How I spent my summer or Camino Synthesis, etc.

Summer is over already. Blackberries have ripened on the vine, hand picked, and turned into jam.  I’ve replaced two aging toilets in the house, re-planked the front and back decks, designed and built a curtain drain that winds itself under the front deck, down one side of the building and under a purpose built rock wall across one end of the lower patio.  The recently cleared area behind the house is beginning to take shape (but it will be years before it is “landscaped”).  Summer is done and I’m switching to an autumn state of mind.
Camino Cargo Pants

Camino Cargo Pants

I have a pair of cargo pants with zip off legs that are sun bleached above the knee.  I drag them out of my closet and put  them on every once in awhile.  Memories of hot sweaty days, noisy alburgues and Clara con Limón come flooding back.
It seems like ages since early June when I slogged thru the suburbs of Santiago de Compostela Spain straining at every intersection, hoping to glimpse the spires of the cathedral marking the terminus of my walk along the Camino Frances.
How did I get to the point in my life where I felt a need to abandon all of the comforts of my routine life, toss my fears and risk averse attitudes aside and board a plane to Europe for two months?
After the conversations with Kathy, the tickets and reservations made months in advance, the shopping, researching, and scheming of how it would be. After all of that, I began the mental preparation.
The physical training of long walks with weighted backpack were more than just endurance building. This routine initiated me, slightly, to a new level of hardship, tiredness, and frustration.
My motivation was a felt need for less harmony and melody in my life and more cognitive dissonance.  I listened to KING Classic Second Inversions online radio channel a lot during these days.   I sought out things out of my control.
I didn’t fully understand exactly what I was looking for but I knew it would be contentious with my current state of mind.   I yearned for paths that were divergent, outdated, unmarked.
Several literary references resonate here.
  1. In Ayn Rand’s “The Fountainhead”, protagonist Howard Roark takes a laborer’s job in a granite quarry to escape the confining conditions of his career as an architect.  While working with his hands in the base material of his trade, he is finally able to reconstruct his career going forward from first principles, free of popular social constraints.
  2. Burke defines the sublime as “whatever is fitted in any sort to excite the ideas of pain and danger… Whatever is in any sort terrible, or is conversant about terrible objects, or operates in a manner analogous to terror.”

- SHORT TASK 1 -
Pull out every line of the records below that contains the word "green", treating uppercase and lowercase as distinct.

- MATERIAL -
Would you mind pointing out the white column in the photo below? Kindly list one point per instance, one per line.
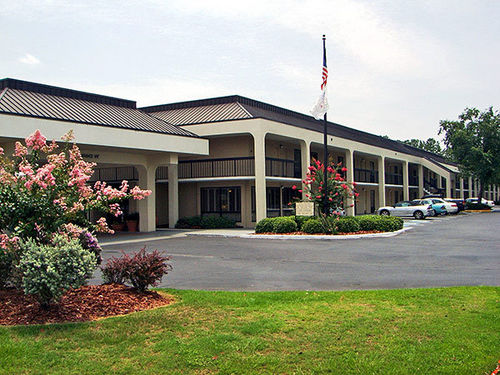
(420, 180)
(381, 181)
(305, 156)
(349, 164)
(448, 185)
(147, 206)
(260, 175)
(173, 192)
(406, 189)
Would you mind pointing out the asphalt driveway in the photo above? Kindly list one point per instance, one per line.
(447, 251)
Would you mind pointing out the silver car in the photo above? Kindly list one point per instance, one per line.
(407, 208)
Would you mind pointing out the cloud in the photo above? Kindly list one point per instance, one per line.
(29, 59)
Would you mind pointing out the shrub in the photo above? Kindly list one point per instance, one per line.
(214, 222)
(313, 226)
(265, 225)
(7, 258)
(389, 224)
(142, 269)
(367, 222)
(300, 220)
(115, 270)
(284, 225)
(89, 242)
(48, 271)
(347, 224)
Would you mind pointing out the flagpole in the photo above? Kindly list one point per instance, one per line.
(325, 148)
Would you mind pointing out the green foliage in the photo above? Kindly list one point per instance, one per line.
(265, 225)
(313, 226)
(368, 222)
(48, 271)
(213, 222)
(284, 225)
(142, 269)
(474, 142)
(300, 220)
(7, 262)
(348, 224)
(388, 223)
(206, 222)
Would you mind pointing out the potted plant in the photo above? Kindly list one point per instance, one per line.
(132, 219)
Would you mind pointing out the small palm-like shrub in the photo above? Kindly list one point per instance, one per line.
(265, 225)
(300, 220)
(313, 226)
(368, 222)
(348, 224)
(284, 225)
(142, 269)
(48, 271)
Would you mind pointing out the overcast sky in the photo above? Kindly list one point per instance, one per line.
(396, 67)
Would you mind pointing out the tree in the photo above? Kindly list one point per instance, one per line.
(473, 141)
(430, 145)
(337, 190)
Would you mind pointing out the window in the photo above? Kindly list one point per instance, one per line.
(223, 201)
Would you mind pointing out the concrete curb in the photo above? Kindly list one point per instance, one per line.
(303, 237)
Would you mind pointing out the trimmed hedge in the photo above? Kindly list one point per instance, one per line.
(313, 226)
(205, 222)
(300, 220)
(349, 224)
(284, 225)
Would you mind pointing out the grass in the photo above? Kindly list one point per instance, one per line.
(409, 331)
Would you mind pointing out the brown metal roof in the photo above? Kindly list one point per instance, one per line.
(204, 114)
(30, 99)
(185, 113)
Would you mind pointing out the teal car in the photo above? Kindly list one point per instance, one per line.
(438, 207)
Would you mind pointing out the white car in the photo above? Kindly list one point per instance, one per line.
(483, 201)
(407, 208)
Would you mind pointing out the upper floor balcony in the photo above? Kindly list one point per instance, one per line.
(236, 167)
(365, 175)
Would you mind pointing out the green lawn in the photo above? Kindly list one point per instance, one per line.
(409, 331)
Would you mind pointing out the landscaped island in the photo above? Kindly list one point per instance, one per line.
(329, 225)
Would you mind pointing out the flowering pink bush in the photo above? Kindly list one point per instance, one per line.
(338, 191)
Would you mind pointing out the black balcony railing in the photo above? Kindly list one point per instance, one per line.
(281, 168)
(233, 167)
(393, 179)
(225, 167)
(365, 175)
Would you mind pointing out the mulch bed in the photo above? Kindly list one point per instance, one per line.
(321, 234)
(78, 305)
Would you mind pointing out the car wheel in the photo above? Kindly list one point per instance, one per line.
(419, 215)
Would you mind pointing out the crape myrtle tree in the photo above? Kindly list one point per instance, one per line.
(473, 141)
(338, 191)
(47, 243)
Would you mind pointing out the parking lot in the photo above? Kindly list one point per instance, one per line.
(438, 251)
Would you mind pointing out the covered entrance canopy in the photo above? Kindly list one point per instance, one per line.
(110, 131)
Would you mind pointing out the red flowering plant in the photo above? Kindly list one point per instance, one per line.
(45, 190)
(332, 183)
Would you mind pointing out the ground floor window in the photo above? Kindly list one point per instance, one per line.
(222, 201)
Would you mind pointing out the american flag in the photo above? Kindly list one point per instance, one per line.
(325, 73)
(321, 106)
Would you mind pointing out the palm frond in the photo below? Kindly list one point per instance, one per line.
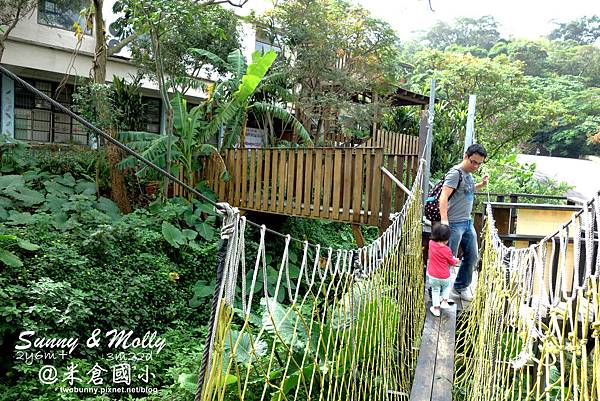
(237, 62)
(215, 60)
(179, 105)
(254, 74)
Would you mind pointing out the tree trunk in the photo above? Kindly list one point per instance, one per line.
(118, 188)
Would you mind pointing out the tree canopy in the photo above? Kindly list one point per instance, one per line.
(536, 95)
(332, 52)
(585, 30)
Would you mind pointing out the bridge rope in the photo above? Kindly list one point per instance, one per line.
(338, 325)
(533, 330)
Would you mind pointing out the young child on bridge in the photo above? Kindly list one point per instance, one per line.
(438, 271)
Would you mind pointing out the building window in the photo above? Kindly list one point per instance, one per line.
(152, 114)
(62, 16)
(36, 120)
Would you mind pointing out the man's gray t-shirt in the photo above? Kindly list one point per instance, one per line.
(460, 205)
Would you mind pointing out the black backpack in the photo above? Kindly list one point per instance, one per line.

- SHORT TASK 2 -
Write the next part of the Camino essay above, picking up right after its last sentence.

- EXERCISE OUTPUT 1 -
Would you mind pointing out the green foliage in the photo above? Kindly list one point per instance, one per line.
Would you mind pointing out the green lawn in the photo above? Kindly list one point per instance, one per line.

- EXERCISE OUTPUT 2 -
    —  https://en.wikipedia.org/wiki/Sublime_(literary)#Burke
  3. “In short, his wits being quite gone, he hit upon the strangest notion that ever madman in this world hit upon, and that was that he fancied it was right and requisite, as well for the support of his own honor as for the service of his country, that he should make a knight-errant of himself, roaming the world over in full armor and on horse back in quest of adventures, ”
    —  Don Quixote by Miguel de Cervantes Saavedra
  4. Kim Stanley Robinson describes particular surface features of Mars as:
    “…the completely flat areas are the purest view. Much of Vastitas Borealis is so flat that only millions of years of existence as the floor of an ocean can explain it. And parts of Argyre Planitia are equally flat. We cannot lose these places. In these regions one stands confronted by a radically simplified landscape. It is a surreal experience to look around oneself—surreal in the literal sense of the word, in that one seems to stand in a place “over-real,” or “more than real”—a higher state than reality; or reality revealed in its barest, most heraldic simplicity. The world says then, This is what the cosmos consists of; rock, sky, sun, life (that’s you). What a massive aesthetic impact is conveyed by this so-simplified landscape! It forces you to pay attention to it; it is so remarkable you keep looking at it, you cannot do or think anything else—as if living in a perpetual total eclipse, or within any other physical miracle. Which of course is always the case. Remember.”
    —  Excerpt From: Kim Stanley Robinson. “Mars Trilogy 00 – The Martians.” iBooks.
Practically speaking, I aspired to and attained novel experiences which provoked introspection and improvisation.
My earliest digital detritus regarding Camino aspirations includes an Amazon order for Jack Hitt’s “Off the Road” dated 6/29/2012 and an email inquiring about another pilgrim’s experience on 5/12/2013.   The path from inspiration to arrival in Santiago was deliberate and required a level of commitment that I have difficulty mustering.  Thus,  I don’t foresee another 500 mile trek in Spain or anywhere else in my immediate future.  But every once in awhile, I drag out those old worn out cargo pants…
-jgp

You may also like...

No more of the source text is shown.